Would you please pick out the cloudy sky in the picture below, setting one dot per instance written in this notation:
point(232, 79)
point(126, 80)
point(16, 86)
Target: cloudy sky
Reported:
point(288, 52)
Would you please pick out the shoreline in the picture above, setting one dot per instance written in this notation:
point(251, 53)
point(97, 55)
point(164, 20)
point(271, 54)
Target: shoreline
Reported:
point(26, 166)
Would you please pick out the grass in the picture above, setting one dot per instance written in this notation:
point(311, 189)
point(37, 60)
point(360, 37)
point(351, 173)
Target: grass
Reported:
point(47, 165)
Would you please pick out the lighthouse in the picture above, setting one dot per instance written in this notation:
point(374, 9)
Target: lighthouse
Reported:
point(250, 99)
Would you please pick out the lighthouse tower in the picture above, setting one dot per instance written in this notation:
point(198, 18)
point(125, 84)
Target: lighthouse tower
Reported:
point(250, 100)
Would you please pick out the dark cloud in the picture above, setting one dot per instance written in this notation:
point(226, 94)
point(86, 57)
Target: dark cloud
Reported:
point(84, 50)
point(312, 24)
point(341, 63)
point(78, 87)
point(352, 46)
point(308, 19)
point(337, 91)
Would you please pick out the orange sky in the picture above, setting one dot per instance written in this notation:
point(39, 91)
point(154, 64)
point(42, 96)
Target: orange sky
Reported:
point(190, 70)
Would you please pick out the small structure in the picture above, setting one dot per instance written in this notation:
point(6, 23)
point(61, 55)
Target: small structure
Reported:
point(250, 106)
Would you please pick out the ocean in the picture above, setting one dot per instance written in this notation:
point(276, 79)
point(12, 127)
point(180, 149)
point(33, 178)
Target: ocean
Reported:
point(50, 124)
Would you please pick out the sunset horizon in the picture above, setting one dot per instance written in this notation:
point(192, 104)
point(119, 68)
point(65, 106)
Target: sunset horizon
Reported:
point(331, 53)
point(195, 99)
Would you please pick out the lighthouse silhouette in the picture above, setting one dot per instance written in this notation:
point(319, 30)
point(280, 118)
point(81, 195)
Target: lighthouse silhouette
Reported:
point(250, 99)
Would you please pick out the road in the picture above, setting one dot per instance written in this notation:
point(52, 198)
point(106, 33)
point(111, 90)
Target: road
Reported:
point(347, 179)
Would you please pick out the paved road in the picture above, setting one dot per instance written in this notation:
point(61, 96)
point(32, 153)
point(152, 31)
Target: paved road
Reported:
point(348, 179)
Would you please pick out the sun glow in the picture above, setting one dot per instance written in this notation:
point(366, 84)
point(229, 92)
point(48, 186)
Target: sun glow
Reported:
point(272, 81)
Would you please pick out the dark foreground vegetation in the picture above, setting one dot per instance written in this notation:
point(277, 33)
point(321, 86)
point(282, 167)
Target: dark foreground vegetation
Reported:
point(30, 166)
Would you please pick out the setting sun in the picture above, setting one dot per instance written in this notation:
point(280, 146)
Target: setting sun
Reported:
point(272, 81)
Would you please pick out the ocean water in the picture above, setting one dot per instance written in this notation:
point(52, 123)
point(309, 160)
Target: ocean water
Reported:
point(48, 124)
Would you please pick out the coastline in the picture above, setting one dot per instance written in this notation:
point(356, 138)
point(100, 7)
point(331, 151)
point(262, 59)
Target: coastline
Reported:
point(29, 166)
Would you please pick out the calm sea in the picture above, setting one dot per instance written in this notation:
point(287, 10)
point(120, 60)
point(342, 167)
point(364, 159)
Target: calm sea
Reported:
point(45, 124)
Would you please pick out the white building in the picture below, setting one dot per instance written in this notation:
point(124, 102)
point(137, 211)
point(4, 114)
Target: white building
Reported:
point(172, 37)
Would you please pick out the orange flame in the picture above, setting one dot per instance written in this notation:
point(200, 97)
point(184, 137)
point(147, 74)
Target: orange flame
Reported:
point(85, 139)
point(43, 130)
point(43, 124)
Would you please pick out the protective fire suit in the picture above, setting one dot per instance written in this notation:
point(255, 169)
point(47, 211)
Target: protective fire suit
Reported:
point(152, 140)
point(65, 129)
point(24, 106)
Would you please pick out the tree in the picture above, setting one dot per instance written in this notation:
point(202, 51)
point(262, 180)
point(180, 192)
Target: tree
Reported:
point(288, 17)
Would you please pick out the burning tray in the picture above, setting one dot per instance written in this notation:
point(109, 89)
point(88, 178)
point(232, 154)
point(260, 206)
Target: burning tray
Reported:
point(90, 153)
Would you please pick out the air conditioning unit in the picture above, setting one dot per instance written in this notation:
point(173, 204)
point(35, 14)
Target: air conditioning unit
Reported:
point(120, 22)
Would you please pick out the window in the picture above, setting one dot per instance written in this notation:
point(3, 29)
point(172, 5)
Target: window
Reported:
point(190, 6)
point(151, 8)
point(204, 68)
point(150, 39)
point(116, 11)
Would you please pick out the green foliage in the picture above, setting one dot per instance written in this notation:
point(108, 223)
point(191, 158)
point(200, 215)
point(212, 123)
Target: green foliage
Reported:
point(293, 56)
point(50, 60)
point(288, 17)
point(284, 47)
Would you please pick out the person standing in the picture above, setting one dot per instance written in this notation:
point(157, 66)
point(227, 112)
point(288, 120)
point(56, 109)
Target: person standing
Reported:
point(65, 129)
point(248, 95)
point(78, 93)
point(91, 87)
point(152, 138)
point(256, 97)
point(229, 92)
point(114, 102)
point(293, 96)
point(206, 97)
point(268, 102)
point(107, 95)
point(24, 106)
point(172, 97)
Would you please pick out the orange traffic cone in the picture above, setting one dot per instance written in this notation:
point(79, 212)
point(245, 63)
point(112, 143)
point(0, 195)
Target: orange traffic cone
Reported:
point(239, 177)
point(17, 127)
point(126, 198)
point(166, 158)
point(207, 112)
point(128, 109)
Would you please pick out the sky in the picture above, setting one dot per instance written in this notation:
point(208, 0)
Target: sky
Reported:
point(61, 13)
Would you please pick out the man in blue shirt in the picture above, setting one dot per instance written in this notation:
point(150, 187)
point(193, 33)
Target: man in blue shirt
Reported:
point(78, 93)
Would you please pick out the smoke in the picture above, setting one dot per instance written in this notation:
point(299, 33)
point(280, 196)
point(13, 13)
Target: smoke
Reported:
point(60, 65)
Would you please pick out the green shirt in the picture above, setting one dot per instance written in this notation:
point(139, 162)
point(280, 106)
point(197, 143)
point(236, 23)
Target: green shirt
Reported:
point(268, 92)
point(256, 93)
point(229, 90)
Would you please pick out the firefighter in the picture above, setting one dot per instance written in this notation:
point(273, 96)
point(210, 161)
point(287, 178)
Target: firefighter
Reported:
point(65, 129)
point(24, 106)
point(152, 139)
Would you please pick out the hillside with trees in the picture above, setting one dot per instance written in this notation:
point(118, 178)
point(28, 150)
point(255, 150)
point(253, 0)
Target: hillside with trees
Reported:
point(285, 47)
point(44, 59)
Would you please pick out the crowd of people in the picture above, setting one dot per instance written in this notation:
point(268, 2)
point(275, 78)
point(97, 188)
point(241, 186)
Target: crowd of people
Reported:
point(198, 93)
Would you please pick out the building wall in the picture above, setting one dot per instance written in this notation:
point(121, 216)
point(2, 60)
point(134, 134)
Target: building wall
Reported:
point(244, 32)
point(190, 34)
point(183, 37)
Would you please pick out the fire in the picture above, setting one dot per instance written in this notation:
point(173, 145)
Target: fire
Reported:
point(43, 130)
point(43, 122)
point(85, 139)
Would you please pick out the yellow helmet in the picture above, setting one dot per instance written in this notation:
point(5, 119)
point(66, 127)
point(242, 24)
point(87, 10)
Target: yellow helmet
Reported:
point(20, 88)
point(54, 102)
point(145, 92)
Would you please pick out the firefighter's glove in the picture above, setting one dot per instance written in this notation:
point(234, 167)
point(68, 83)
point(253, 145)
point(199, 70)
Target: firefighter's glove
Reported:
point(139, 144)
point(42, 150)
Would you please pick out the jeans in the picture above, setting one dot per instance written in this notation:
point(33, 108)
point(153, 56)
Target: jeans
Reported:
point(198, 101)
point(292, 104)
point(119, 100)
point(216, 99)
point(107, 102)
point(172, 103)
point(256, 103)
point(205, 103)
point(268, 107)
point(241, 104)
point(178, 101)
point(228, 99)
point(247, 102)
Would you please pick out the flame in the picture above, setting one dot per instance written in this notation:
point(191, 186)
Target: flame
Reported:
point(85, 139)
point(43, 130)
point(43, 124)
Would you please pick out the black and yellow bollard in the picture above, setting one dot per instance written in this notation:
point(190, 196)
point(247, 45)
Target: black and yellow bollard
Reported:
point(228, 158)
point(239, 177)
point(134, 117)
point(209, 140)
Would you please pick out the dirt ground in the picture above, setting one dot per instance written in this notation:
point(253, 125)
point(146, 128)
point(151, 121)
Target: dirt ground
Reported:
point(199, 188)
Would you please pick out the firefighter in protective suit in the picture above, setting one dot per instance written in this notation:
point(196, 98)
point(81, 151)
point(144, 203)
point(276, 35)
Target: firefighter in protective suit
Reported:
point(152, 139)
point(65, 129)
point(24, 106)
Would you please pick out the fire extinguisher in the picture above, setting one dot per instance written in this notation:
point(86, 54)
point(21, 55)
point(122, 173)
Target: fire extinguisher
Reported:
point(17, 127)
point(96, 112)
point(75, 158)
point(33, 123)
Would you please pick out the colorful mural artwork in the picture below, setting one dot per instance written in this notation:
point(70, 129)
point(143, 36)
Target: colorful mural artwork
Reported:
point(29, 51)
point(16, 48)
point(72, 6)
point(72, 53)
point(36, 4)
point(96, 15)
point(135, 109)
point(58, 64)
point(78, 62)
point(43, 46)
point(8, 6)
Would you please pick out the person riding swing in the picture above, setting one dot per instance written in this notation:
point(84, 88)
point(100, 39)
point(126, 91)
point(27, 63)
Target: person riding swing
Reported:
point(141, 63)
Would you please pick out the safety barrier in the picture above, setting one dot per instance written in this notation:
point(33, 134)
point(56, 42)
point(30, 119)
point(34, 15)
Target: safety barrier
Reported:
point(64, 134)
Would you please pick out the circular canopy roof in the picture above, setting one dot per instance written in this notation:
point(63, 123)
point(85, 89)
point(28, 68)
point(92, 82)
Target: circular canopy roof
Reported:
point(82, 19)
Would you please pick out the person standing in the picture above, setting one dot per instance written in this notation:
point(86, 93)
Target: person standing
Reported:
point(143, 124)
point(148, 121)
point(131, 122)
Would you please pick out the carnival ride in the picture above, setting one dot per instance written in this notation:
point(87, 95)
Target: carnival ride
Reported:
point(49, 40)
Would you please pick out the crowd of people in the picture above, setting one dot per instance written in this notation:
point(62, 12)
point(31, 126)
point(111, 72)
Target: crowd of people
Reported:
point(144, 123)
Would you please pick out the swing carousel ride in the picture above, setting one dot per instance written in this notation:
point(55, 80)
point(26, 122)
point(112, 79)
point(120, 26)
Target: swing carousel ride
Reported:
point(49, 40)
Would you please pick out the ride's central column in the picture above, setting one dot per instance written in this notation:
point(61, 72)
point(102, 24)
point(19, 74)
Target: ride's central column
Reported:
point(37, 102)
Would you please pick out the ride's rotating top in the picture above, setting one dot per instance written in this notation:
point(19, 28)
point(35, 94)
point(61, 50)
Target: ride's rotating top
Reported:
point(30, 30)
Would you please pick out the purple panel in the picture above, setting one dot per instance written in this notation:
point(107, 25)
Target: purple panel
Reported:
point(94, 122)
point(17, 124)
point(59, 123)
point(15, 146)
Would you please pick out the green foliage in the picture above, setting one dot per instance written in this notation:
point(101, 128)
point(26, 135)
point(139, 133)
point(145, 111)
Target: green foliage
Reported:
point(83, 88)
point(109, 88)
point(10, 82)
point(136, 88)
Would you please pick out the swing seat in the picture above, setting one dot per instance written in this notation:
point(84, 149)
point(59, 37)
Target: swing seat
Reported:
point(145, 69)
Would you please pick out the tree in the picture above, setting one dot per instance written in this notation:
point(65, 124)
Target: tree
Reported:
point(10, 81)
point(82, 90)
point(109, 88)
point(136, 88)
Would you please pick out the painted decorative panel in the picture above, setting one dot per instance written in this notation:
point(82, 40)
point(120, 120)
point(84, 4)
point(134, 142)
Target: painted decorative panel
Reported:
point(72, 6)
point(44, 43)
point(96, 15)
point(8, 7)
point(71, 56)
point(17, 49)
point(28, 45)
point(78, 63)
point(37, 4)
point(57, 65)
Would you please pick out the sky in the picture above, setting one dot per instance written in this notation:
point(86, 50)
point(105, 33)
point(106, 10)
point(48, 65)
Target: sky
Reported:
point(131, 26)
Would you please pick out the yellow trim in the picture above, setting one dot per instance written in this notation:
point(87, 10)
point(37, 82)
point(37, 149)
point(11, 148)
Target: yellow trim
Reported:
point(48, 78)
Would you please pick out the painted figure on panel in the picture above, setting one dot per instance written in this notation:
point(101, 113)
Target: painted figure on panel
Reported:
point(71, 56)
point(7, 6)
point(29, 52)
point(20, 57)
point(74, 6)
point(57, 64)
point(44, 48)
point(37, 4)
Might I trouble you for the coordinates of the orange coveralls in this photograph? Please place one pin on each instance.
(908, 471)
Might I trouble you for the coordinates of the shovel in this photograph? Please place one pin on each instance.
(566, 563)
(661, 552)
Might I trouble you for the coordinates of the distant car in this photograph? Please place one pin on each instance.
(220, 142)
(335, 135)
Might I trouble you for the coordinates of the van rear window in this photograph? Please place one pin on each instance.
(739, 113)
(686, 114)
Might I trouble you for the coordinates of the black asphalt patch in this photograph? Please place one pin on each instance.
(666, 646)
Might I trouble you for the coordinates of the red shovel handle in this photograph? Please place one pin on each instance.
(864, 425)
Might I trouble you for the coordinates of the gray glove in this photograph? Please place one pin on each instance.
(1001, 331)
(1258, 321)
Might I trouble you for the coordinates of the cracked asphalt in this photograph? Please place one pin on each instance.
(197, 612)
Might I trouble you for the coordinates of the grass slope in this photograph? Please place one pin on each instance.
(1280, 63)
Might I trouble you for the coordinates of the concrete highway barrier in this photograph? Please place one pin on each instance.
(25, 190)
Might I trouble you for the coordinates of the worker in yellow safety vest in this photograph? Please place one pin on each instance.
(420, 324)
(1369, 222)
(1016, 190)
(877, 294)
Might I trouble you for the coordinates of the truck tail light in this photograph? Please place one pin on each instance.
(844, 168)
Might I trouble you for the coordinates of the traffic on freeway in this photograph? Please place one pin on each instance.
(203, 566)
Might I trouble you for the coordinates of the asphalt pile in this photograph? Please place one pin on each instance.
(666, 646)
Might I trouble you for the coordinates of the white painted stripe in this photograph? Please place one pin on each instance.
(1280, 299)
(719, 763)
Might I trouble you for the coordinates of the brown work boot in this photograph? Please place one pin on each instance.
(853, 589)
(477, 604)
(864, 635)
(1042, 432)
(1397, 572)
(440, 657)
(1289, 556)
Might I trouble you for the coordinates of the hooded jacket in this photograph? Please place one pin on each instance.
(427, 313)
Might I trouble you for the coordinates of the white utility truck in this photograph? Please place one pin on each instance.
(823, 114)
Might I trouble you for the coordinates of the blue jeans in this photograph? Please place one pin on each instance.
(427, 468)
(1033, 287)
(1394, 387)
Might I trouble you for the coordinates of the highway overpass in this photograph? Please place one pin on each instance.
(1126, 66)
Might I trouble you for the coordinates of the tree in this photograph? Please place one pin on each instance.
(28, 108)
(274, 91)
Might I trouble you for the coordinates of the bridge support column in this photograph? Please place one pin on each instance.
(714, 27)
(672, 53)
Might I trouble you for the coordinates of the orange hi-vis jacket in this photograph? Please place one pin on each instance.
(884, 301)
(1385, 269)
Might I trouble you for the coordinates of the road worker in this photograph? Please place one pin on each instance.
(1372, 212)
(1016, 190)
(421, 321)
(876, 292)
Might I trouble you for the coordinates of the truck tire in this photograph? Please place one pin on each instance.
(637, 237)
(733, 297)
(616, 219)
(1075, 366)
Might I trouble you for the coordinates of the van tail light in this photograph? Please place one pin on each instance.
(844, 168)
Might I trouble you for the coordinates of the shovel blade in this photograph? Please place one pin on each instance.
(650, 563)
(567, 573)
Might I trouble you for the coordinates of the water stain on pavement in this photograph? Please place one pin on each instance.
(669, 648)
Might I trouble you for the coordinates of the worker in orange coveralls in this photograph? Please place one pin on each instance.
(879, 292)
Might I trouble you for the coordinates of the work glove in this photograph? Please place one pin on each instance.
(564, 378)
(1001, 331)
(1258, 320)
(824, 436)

──────

# Task requirements
Write out again, unchanged, the lines of the records starting at the one containing "Would you please pick out the colorful" and ending with the one containing "point(8, 6)", both included.

# Output of the exercise
Would you please pick out the colorful mural artwork in the picture below, setting one dot per instance written in this notation:
point(70, 129)
point(143, 36)
Target: colorful mural artwork
Reported:
point(29, 51)
point(16, 48)
point(72, 6)
point(72, 53)
point(36, 4)
point(96, 15)
point(135, 109)
point(58, 64)
point(78, 62)
point(43, 46)
point(8, 6)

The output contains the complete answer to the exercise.